(Dataset items)
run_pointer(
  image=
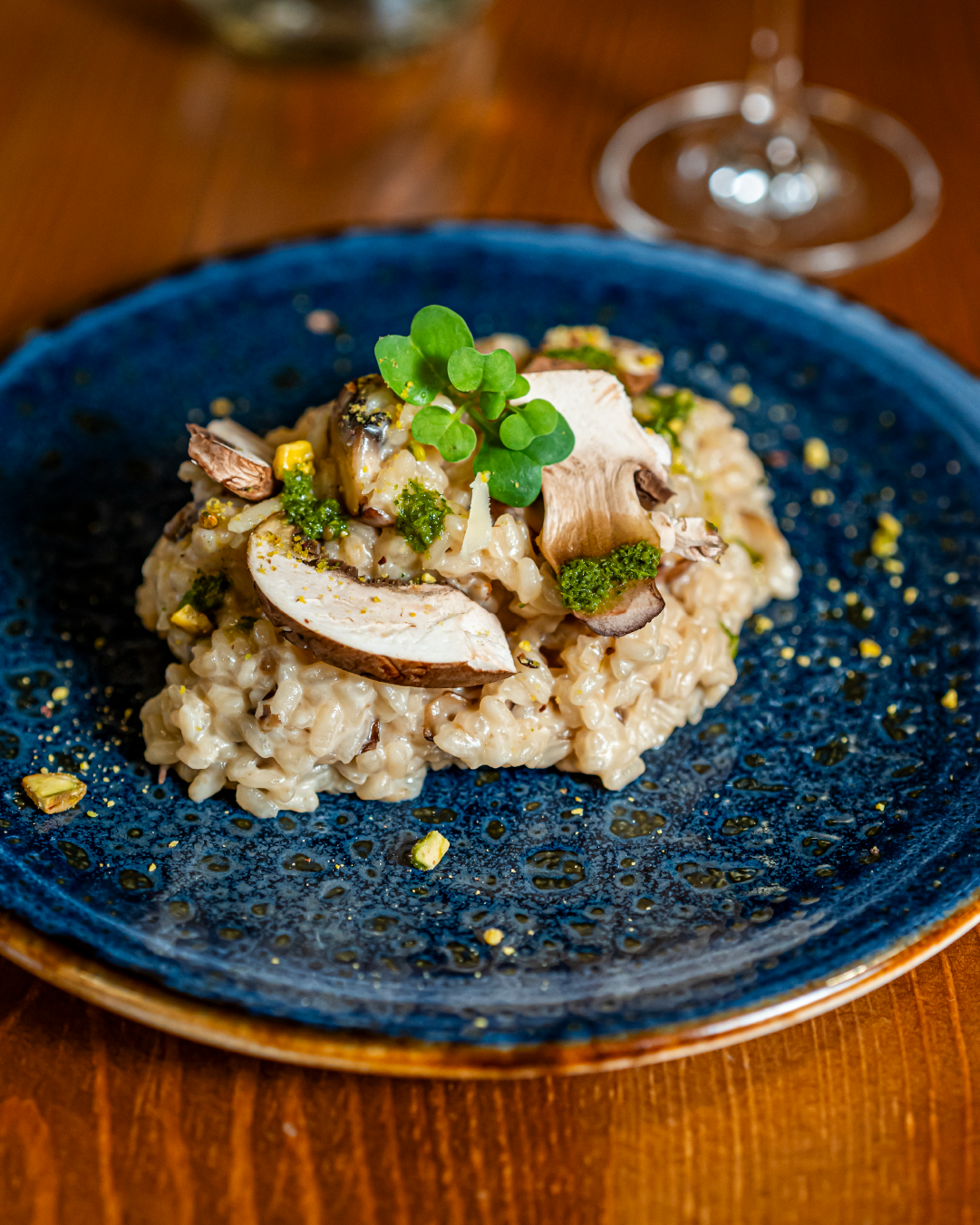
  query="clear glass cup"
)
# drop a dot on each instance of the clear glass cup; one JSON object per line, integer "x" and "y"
{"x": 338, "y": 30}
{"x": 806, "y": 178}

- [Written instruction]
Reproduce all of the data above verbatim, but leave out the picture.

- [Correct answer]
run_pointer(
  image=
  query="clear glass cup"
)
# drop a dot on each instance of the clear glass cup; one JSON object per line, integer "x" and "y"
{"x": 338, "y": 30}
{"x": 806, "y": 178}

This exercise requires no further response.